> Description of the task
Arrange every line of the material below as a Markdown table with two columns, Row and Line. Number the rows in order, skip blank lines, and leave the pictures out.

> Dataset rows
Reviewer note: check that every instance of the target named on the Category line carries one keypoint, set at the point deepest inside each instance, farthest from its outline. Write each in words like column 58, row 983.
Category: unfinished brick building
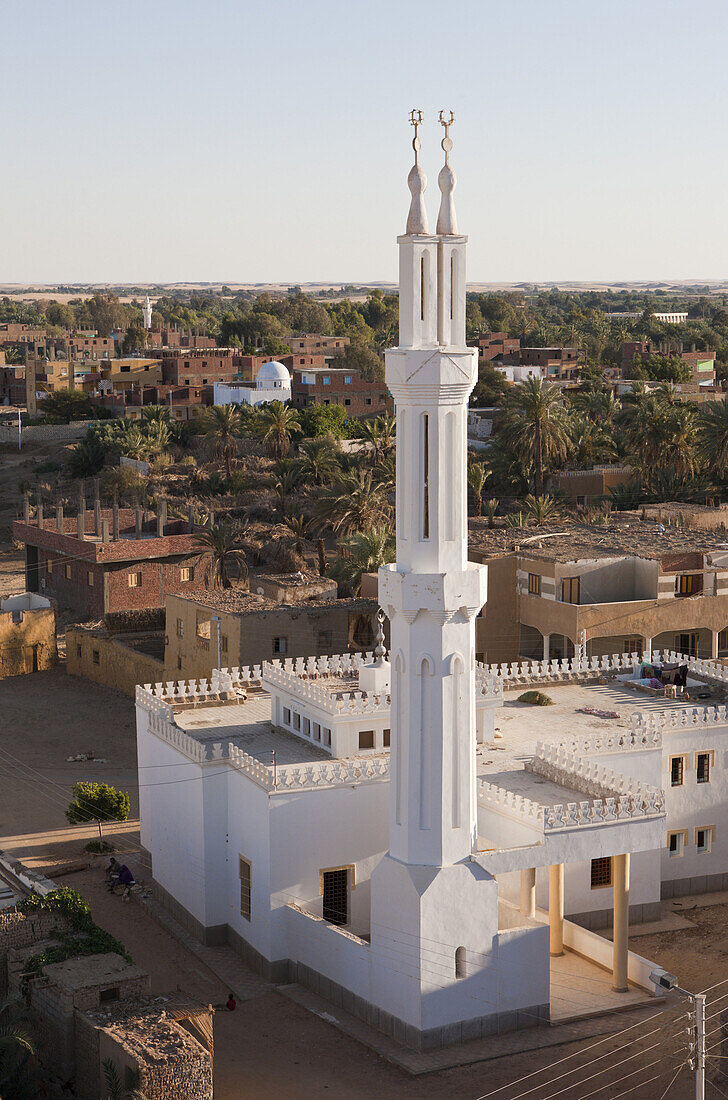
column 110, row 559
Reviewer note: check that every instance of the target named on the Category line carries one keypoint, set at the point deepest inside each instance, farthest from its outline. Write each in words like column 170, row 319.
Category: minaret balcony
column 442, row 594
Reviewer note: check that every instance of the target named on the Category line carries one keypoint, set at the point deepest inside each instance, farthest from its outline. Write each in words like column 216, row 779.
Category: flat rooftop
column 625, row 534
column 247, row 725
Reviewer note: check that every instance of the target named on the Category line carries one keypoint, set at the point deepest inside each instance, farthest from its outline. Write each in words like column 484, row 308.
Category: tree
column 278, row 424
column 18, row 1079
column 713, row 436
column 356, row 503
column 477, row 475
column 535, row 427
column 319, row 459
column 222, row 426
column 363, row 552
column 223, row 546
column 97, row 802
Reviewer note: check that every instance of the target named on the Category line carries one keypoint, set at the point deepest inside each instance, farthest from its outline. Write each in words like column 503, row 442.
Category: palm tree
column 354, row 504
column 477, row 474
column 222, row 425
column 541, row 508
column 17, row 1049
column 363, row 552
column 379, row 433
column 319, row 459
column 713, row 436
column 223, row 546
column 535, row 426
column 278, row 424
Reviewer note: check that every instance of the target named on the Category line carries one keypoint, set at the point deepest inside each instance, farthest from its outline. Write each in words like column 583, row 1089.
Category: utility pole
column 696, row 1059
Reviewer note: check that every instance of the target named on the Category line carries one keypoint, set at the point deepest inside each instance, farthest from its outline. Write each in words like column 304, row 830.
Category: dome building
column 272, row 384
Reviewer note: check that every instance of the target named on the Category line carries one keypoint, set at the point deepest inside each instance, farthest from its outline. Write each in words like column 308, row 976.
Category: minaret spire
column 447, row 180
column 417, row 183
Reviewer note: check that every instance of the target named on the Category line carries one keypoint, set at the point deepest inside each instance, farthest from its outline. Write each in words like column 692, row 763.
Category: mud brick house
column 109, row 559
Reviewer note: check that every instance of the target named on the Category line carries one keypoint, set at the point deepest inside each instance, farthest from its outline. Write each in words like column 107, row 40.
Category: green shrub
column 536, row 699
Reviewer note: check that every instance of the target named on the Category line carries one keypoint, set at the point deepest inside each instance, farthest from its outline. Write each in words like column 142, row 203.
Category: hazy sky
column 207, row 140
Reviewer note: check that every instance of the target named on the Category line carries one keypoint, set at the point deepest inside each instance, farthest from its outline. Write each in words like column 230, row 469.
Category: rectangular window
column 676, row 771
column 688, row 584
column 600, row 872
column 570, row 590
column 244, row 876
column 676, row 843
column 704, row 836
column 335, row 895
column 703, row 767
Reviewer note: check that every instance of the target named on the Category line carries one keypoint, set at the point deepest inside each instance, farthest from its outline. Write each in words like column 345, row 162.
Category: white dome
column 272, row 373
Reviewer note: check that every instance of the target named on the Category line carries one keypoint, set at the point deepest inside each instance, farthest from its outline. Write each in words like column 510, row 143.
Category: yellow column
column 620, row 941
column 528, row 891
column 556, row 909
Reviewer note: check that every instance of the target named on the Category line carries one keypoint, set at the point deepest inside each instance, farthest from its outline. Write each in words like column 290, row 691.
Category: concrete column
column 556, row 910
column 620, row 941
column 528, row 891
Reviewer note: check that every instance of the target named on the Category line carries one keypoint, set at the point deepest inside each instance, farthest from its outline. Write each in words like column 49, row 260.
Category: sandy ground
column 271, row 1046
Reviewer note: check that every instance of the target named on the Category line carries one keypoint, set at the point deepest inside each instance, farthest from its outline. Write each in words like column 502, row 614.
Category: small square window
column 600, row 872
column 676, row 843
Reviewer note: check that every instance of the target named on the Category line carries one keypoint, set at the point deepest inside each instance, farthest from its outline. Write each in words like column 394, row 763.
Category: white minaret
column 426, row 888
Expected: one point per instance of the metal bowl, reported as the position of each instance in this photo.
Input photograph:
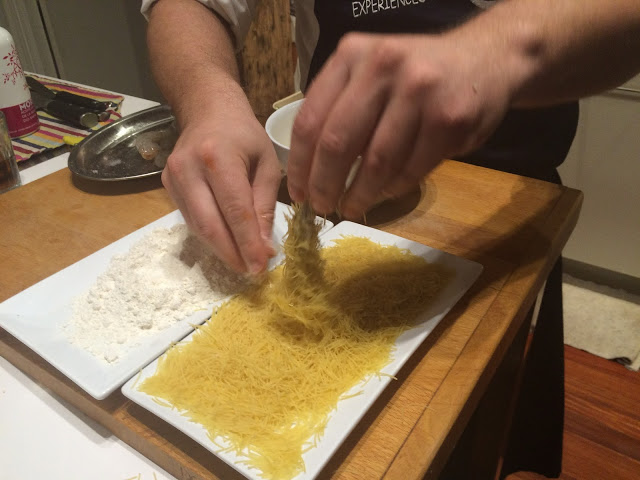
(110, 154)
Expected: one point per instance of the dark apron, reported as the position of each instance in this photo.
(532, 143)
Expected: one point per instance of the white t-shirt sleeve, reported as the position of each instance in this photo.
(237, 13)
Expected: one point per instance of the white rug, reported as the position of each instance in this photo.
(602, 320)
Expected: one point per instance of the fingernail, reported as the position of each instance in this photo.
(271, 251)
(295, 194)
(256, 267)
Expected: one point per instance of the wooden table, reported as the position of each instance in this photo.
(516, 227)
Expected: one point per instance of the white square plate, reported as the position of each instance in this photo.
(37, 315)
(351, 410)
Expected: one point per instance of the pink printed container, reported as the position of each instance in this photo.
(15, 98)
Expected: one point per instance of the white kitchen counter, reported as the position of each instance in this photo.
(41, 436)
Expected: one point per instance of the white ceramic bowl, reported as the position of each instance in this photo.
(279, 126)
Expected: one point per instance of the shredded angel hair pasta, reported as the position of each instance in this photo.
(269, 367)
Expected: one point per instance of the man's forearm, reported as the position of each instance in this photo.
(192, 56)
(558, 50)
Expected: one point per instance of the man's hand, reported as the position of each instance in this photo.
(402, 102)
(224, 175)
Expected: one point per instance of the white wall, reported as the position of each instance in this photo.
(97, 42)
(604, 162)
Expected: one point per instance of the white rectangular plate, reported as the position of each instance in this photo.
(349, 411)
(36, 316)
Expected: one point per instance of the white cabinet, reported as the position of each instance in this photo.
(604, 162)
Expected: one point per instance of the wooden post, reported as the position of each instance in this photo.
(266, 60)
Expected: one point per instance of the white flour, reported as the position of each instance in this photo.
(164, 278)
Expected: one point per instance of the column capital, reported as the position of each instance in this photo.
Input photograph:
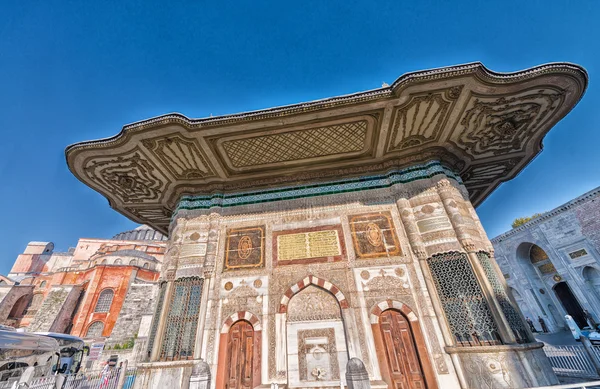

> Response
| Row | Line |
|---|---|
| 1 | Reviewer note: check that every instance of the target named on the Category line carries one keypoint, set at the point deepest inside each instance, farthest from its outline. Write each in words like column 58, row 983. |
| 2 | Category: unfinished brick building |
| 3 | column 110, row 559 |
| 4 | Reviewer note: check that every instance of the target named on the Category line carries one keypoint, set at the point deepest inside each instance, farthest from its outline. Write each in words like column 170, row 319. |
| 5 | Category: minaret balcony |
| 6 | column 442, row 594 |
| 7 | Reviewer note: check that every instance of the target named on the Category line carries one keypoint, set at the point deepest inside each instance, farthest from its outline. Write each in words like column 216, row 779. |
| 8 | Category: flat rooftop |
| 9 | column 625, row 534 |
| 10 | column 247, row 725 |
| 11 | Reviewer note: check that every instance of the target named on the Category line carries one keypoint, set at the point deepest inside each instance, farthest from its outline. Write each in words like column 484, row 308. |
| 12 | Category: tree |
| 13 | column 278, row 424 |
| 14 | column 18, row 1079 |
| 15 | column 713, row 436 |
| 16 | column 356, row 503 |
| 17 | column 477, row 475 |
| 18 | column 535, row 427 |
| 19 | column 319, row 459 |
| 20 | column 222, row 426 |
| 21 | column 363, row 552 |
| 22 | column 223, row 546 |
| 23 | column 97, row 802 |
| 24 | Reviewer note: check that every instance of the target named on the Category line carries one keypoint, set at the point deepest inside each instance, farthest from its outline. Write each in words like column 503, row 442. |
| 25 | Category: palm tree |
| 26 | column 354, row 504 |
| 27 | column 477, row 474 |
| 28 | column 222, row 425 |
| 29 | column 541, row 508 |
| 30 | column 17, row 1049 |
| 31 | column 363, row 552 |
| 32 | column 379, row 433 |
| 33 | column 319, row 459 |
| 34 | column 713, row 436 |
| 35 | column 223, row 546 |
| 36 | column 535, row 426 |
| 37 | column 278, row 424 |
| 38 | Reviewer note: check that every instance of the target named on the Category line carries one keypoint, set at the point deepest inside each instance, farthest from its outline. Write each in words like column 583, row 1089. |
| 39 | Category: utility pole |
| 40 | column 696, row 1059 |
| 41 | Reviewer note: check that every instance of the target named on the Category line carries one keypoint, set at the point deepest inside each instance, farthest from its outline. Write each in words like column 304, row 830. |
| 42 | Category: dome building |
| 43 | column 272, row 384 |
| 44 | Reviewer note: check that every instance of the target named on the Category line carries one keypoint, set at the point deepest inside each instance, farthest from its outline. Write each in words like column 308, row 976. |
| 45 | Category: minaret spire |
| 46 | column 447, row 180 |
| 47 | column 417, row 183 |
| 48 | Reviewer note: check that every instance of the target named on the Category line carries one keypoint, set at the point deepest inside each instance, farthest from its outline. Write each in words like column 692, row 763. |
| 49 | Category: mud brick house |
| 50 | column 109, row 559 |
| 51 | Reviewer note: check that every instance of the target named on the Category line carries one keypoint, set at the point deepest inside each instance, farthest from its outline. Write each in words like column 107, row 40. |
| 52 | Category: green shrub |
| 53 | column 536, row 699 |
| 54 | Reviewer note: check that every instance of the target named on the Category line carries one keypoint, set at the point deepest inside each instance, farthest from its outline. Write each in words like column 142, row 203. |
| 55 | Category: hazy sky |
| 56 | column 207, row 140 |
| 57 | Reviewer note: check that every instance of the target named on the Category line carries one keypoint, set at the point deepest inside each instance, farthest from its outline. Write each in words like column 230, row 469. |
| 58 | Category: rectangular window |
| 59 | column 676, row 771 |
| 60 | column 688, row 584 |
| 61 | column 600, row 872 |
| 62 | column 570, row 590 |
| 63 | column 244, row 876 |
| 64 | column 676, row 843 |
| 65 | column 704, row 836 |
| 66 | column 335, row 895 |
| 67 | column 703, row 767 |
| 68 | Reviewer note: check that every instance of the target named on the Category line carries one keypoint, set at the point deepest inside each instance, farthest from its outline. Write each in words like column 345, row 162. |
| 69 | Category: white dome |
| 70 | column 272, row 373 |
| 71 | Reviewer note: check that every instance of the target named on the Category line carries one keypoint, set at the point deepest inside each instance, farthest from its outline. Write each in words like column 510, row 143. |
| 72 | Category: yellow column |
| 73 | column 620, row 941 |
| 74 | column 528, row 891 |
| 75 | column 556, row 909 |
| 76 | Reviewer note: check that every instance of the target named on the Category line carries one keypoint, set at the point deepest inside each instance, farthest from its outline. Write each in words like column 290, row 691. |
| 77 | Category: concrete column |
| 78 | column 556, row 910 |
| 79 | column 620, row 941 |
| 80 | column 528, row 891 |
| 81 | Reviewer note: check that every instance of the target named on the Category line carries one keypoint, set at the point deepest inside each instance, farthest from its outline. Write each in words like column 49, row 260. |
| 82 | Category: sandy ground |
| 83 | column 271, row 1046 |
| 84 | Reviewer note: check that every instance of the target named on the Category line carries one keypoint, set at the point deepest inside each instance, farthest from its outline. Write each in words like column 502, row 614. |
| 85 | Category: small square window |
| 86 | column 600, row 872 |
| 87 | column 676, row 843 |
| 88 | Reviewer note: check that every instance of the target named on the Category line carries one keypoint, set at the point deepest inside each instance, farthest from its outline. Write each in words like column 394, row 763. |
| 89 | Category: white minaret |
| 90 | column 426, row 888 |
| 91 | Expected: one point per instance of the metal bowl, reported as the position of each instance in this photo. |
| 92 | Input photograph: |
| 93 | (110, 154) |
| 94 | Expected: one point per instance of the dark apron, reported as the position of each instance in this photo. |
| 95 | (532, 143) |
| 96 | Expected: one point per instance of the white t-shirt sleeve, reported as the position of each instance in this photo. |
| 97 | (237, 13) |
| 98 | Expected: one point per instance of the white rug, reported as the position of each instance in this photo. |
| 99 | (602, 320) |
| 100 | Expected: one point per instance of the fingernail, reported as the position of each instance in this photo. |
| 101 | (271, 251) |
| 102 | (295, 194) |
| 103 | (256, 267) |
| 104 | Expected: one point per instance of the wooden table, reported as the position of each instance in this photo. |
| 105 | (516, 227) |
| 106 | Expected: one point per instance of the white square plate, reported as the position of each instance in this photo. |
| 107 | (37, 315) |
| 108 | (351, 410) |
| 109 | Expected: one point per instance of the pink printed container, reported as the position of each instance in this photo. |
| 110 | (15, 98) |
| 111 | Expected: one point per instance of the white kitchen counter, reported as the position of each instance in this photo. |
| 112 | (41, 436) |
| 113 | Expected: one point per instance of the white ceramic bowl, reported as the position of each instance in this photo. |
| 114 | (279, 126) |
| 115 | Expected: one point per instance of the shredded angel hair pasta, reported as the position of each instance in this photo. |
| 116 | (269, 367) |
| 117 | Expected: one point per instance of the man's forearm, reported as the position of each instance in this photo. |
| 118 | (192, 56) |
| 119 | (558, 50) |
| 120 | Expected: one point per instance of the man's hand, reported as the position of each instance in this photo. |
| 121 | (402, 102) |
| 122 | (224, 175) |
| 123 | Expected: one point per instance of the white wall, reported as the position of each instance in this photo. |
| 124 | (97, 42) |
| 125 | (604, 162) |
| 126 | Expected: one point per instance of the white rectangular plate, reported as the position of each instance in this photo. |
| 127 | (349, 411) |
| 128 | (36, 316) |
| 129 | Expected: one point per instance of the white cabinet, reported as the position of each instance in this photo. |
| 130 | (604, 162) |
| 131 | Expected: one point per instance of the wooden post, reported as the position of each instance in this photo. |
| 132 | (266, 60) |
| 133 | Expected: one point per instance of the white flour, reported as the position of each instance in this photo. |
| 134 | (164, 278) |
| 135 | Expected: one point per instance of the column capital, reported as the position of each instance in this photo. |
| 136 | Input photograph: |